■ **WHAT YOU SHOULD DO**
Write each entry out again exactly as it was given.

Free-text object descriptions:
────────────────

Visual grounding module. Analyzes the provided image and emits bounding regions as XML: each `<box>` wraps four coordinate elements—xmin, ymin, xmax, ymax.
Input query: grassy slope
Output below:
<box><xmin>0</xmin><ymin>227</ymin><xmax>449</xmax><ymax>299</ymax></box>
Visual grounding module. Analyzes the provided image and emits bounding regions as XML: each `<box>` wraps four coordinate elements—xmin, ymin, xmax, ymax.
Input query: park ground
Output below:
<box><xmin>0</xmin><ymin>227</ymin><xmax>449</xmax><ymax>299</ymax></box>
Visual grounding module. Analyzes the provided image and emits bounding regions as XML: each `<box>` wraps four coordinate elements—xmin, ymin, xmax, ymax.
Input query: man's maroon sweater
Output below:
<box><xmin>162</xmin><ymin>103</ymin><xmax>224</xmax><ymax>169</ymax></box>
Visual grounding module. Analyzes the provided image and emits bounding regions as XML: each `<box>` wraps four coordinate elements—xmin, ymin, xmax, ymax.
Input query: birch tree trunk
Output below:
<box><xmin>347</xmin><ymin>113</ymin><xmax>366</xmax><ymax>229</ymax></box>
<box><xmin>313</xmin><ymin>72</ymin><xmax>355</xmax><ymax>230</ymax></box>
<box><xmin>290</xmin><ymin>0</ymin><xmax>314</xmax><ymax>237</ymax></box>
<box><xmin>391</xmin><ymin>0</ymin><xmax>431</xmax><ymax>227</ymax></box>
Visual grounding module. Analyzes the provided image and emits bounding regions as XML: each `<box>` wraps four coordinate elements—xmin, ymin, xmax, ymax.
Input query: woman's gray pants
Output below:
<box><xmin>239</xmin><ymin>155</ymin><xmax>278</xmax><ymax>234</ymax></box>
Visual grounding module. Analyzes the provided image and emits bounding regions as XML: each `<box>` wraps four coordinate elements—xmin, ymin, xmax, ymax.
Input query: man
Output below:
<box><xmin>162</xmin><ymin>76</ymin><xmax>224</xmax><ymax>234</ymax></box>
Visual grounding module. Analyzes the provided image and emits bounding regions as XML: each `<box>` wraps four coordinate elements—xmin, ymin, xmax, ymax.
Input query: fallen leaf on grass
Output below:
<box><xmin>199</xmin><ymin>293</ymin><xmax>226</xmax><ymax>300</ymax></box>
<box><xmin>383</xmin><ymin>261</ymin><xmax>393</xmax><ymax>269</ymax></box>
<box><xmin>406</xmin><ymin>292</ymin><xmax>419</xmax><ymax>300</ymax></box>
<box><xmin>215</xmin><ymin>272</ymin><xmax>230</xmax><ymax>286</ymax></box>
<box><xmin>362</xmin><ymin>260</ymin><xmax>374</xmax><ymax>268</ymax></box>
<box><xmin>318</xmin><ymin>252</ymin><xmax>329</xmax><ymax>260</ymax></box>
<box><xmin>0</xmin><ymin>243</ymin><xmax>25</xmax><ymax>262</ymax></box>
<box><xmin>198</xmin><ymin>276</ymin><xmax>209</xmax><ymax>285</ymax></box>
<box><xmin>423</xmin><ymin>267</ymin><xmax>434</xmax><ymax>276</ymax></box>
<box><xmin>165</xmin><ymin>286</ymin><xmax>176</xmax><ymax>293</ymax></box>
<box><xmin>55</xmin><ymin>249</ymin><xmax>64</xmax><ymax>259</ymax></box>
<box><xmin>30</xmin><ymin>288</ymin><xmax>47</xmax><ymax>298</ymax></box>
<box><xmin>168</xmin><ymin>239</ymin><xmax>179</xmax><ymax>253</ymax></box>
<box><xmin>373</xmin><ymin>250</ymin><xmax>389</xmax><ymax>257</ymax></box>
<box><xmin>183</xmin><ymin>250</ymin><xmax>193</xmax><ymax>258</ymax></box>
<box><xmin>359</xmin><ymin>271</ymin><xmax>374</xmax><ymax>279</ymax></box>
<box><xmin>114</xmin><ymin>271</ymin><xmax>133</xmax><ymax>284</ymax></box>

────────────────

■ **RESPONSE**
Visual grounding module. Analyzes the provided image and emits bounding regions as XML: each `<box>` wraps four coordinate elements—xmin, ymin, xmax, ymax.
Input query: grassy slope
Output below:
<box><xmin>0</xmin><ymin>227</ymin><xmax>449</xmax><ymax>299</ymax></box>
Visual grounding module. Analyzes the provided image and emits bounding regions as XML: each `<box>` wraps four coordinate elements—xmin, ymin, xmax, ymax.
Input query: park ground
Output below:
<box><xmin>0</xmin><ymin>227</ymin><xmax>449</xmax><ymax>299</ymax></box>
Visual grounding module. Analyzes the provided image and emits bounding regions as XML: each `<box>` wraps four coordinate elements—xmin, ymin, xmax, ymax.
Input query: man's maroon sweater
Output below:
<box><xmin>162</xmin><ymin>103</ymin><xmax>224</xmax><ymax>169</ymax></box>
Visual grounding module. Analyzes the provided image and emits bounding regions as XML: each `<box>` wraps four coordinate elements—xmin, ymin, xmax, ymax.
Input query: birch tree trunk
Output below:
<box><xmin>347</xmin><ymin>113</ymin><xmax>366</xmax><ymax>229</ymax></box>
<box><xmin>313</xmin><ymin>72</ymin><xmax>355</xmax><ymax>230</ymax></box>
<box><xmin>290</xmin><ymin>0</ymin><xmax>314</xmax><ymax>237</ymax></box>
<box><xmin>391</xmin><ymin>0</ymin><xmax>431</xmax><ymax>227</ymax></box>
Visual grounding module. Analyzes the provided image and emits bounding regions as XML: each `<box>` wraps four coordinate elements—xmin, ymin, xmax, ymax.
Input query: woman's gray pants
Output below:
<box><xmin>239</xmin><ymin>155</ymin><xmax>278</xmax><ymax>234</ymax></box>
Visual grounding module. Analyzes the provided image and emits bounding regions as XML: each `<box>` wraps four coordinate elements—xmin, ymin, xmax, ymax.
Input query: man
Output below:
<box><xmin>162</xmin><ymin>76</ymin><xmax>224</xmax><ymax>234</ymax></box>
Visual grounding module. Analyzes the provided image and emits bounding regions as XML: each `<box>` wraps four coordinate elements—xmin, ymin, xmax, ymax.
Input query: fallen leaf on grass
Output below:
<box><xmin>199</xmin><ymin>293</ymin><xmax>226</xmax><ymax>300</ymax></box>
<box><xmin>383</xmin><ymin>261</ymin><xmax>393</xmax><ymax>269</ymax></box>
<box><xmin>406</xmin><ymin>292</ymin><xmax>419</xmax><ymax>300</ymax></box>
<box><xmin>215</xmin><ymin>272</ymin><xmax>230</xmax><ymax>286</ymax></box>
<box><xmin>362</xmin><ymin>260</ymin><xmax>374</xmax><ymax>268</ymax></box>
<box><xmin>318</xmin><ymin>252</ymin><xmax>329</xmax><ymax>260</ymax></box>
<box><xmin>0</xmin><ymin>243</ymin><xmax>25</xmax><ymax>262</ymax></box>
<box><xmin>198</xmin><ymin>276</ymin><xmax>209</xmax><ymax>285</ymax></box>
<box><xmin>423</xmin><ymin>267</ymin><xmax>434</xmax><ymax>276</ymax></box>
<box><xmin>165</xmin><ymin>286</ymin><xmax>176</xmax><ymax>293</ymax></box>
<box><xmin>55</xmin><ymin>249</ymin><xmax>64</xmax><ymax>259</ymax></box>
<box><xmin>30</xmin><ymin>288</ymin><xmax>47</xmax><ymax>298</ymax></box>
<box><xmin>168</xmin><ymin>239</ymin><xmax>179</xmax><ymax>253</ymax></box>
<box><xmin>373</xmin><ymin>250</ymin><xmax>389</xmax><ymax>257</ymax></box>
<box><xmin>183</xmin><ymin>250</ymin><xmax>193</xmax><ymax>258</ymax></box>
<box><xmin>359</xmin><ymin>271</ymin><xmax>374</xmax><ymax>279</ymax></box>
<box><xmin>114</xmin><ymin>271</ymin><xmax>133</xmax><ymax>284</ymax></box>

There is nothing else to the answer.